• [WHAT YOU SHOULD DO] Update the listing, starting at its beginning and ending at the line that contains "box: [388, 250, 406, 350]", by replacing "rough mask" with "draft mask" and changing nothing else. Give only those lines, with the pictures left out.

*** Opening of DATA RECORDS ***

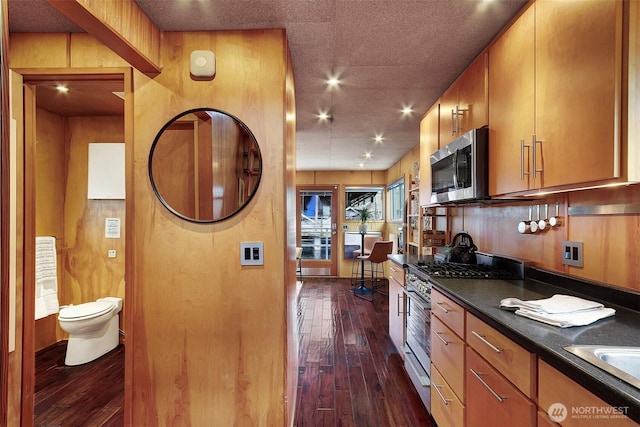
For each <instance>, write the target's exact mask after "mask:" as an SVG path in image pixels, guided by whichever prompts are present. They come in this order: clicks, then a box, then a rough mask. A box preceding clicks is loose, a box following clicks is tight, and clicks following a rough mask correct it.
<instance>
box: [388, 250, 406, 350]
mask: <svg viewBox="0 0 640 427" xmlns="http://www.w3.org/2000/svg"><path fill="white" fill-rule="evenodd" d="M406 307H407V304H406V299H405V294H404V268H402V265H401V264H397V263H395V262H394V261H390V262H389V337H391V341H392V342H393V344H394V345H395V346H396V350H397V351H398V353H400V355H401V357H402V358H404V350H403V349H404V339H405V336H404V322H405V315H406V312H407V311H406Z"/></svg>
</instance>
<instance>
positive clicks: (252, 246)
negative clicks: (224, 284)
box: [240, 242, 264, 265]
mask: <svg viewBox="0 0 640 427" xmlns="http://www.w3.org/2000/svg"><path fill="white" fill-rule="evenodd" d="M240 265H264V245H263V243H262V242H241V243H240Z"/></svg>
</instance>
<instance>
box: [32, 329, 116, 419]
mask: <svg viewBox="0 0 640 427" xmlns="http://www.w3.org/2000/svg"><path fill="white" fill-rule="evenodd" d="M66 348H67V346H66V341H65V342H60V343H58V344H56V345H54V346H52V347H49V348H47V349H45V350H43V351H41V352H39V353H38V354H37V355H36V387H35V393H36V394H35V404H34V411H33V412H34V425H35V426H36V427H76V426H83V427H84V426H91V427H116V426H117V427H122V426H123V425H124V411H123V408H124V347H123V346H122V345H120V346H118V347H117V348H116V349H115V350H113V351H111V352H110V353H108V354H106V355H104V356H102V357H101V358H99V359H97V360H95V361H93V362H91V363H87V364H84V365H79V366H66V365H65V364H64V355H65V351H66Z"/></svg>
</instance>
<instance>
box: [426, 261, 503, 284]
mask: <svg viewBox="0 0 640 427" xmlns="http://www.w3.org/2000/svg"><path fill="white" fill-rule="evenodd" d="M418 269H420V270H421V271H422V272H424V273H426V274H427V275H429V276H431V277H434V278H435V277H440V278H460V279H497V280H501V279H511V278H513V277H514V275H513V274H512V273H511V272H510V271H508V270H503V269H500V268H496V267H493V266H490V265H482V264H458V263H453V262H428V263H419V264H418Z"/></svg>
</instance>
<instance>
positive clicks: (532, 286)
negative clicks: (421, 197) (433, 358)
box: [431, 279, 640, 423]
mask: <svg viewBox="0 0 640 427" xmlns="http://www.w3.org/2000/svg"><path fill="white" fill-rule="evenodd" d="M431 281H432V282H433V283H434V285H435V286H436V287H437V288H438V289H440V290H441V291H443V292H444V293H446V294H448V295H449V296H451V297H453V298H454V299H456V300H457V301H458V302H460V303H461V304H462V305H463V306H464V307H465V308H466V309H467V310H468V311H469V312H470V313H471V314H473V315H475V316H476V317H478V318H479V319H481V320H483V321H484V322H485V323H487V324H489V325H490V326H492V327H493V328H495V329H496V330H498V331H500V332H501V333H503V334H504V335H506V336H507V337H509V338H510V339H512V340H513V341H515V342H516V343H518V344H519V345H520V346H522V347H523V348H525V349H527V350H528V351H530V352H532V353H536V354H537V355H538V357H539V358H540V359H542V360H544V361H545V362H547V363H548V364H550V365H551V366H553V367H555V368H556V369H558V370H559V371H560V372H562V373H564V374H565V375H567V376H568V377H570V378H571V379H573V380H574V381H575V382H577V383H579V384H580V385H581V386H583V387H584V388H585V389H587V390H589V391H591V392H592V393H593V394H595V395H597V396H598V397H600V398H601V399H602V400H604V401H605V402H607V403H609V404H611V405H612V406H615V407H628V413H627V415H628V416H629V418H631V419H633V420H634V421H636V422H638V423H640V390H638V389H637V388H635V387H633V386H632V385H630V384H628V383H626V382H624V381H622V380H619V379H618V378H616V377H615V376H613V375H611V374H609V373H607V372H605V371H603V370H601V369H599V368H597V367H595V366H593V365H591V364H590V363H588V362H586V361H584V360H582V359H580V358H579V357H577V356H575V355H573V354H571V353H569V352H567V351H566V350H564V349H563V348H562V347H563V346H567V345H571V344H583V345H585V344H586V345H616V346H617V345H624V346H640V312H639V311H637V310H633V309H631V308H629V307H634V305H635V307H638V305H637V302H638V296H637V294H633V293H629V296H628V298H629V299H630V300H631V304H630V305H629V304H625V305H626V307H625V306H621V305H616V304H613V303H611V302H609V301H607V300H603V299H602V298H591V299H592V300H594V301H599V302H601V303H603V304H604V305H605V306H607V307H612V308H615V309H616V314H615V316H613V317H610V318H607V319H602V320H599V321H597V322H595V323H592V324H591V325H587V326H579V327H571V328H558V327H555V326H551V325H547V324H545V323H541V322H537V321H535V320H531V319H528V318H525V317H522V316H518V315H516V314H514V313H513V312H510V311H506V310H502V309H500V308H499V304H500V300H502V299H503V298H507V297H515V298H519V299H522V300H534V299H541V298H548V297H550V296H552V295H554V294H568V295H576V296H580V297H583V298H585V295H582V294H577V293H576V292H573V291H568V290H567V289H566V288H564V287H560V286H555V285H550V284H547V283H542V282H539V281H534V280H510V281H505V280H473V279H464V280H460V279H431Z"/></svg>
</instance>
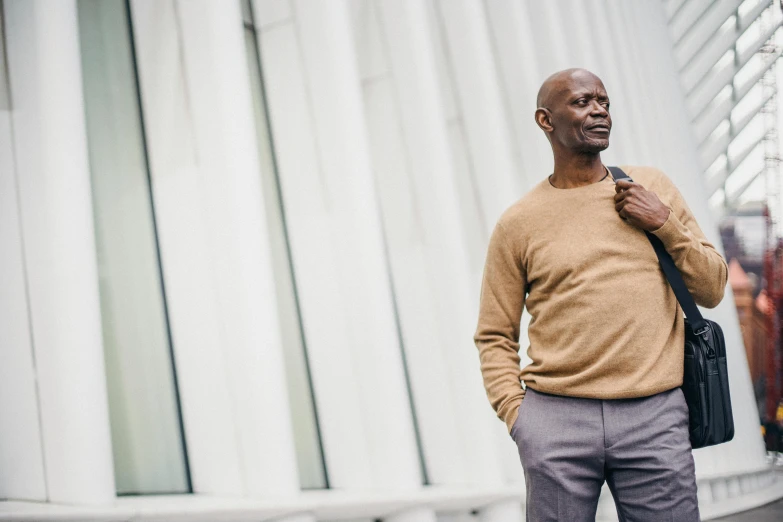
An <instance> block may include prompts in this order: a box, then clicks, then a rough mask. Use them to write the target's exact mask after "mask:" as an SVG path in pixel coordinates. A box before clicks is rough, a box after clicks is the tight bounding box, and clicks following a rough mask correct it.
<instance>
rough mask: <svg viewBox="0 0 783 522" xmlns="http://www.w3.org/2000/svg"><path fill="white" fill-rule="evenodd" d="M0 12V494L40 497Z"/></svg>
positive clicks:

*** Close of DATA RECORDS ***

• [EXERCISE RESULT]
For each <instance>, write the target's exact mask after "mask:" as an SVG path in image pixels, guided by whichever prompts are present. They come in this order: clicks, then a box, then a draft mask. A box preceding clicks is loose, a box following clicks is tight, and clicks following a draft mask correct it.
<instance>
box: [388, 250, 406, 350]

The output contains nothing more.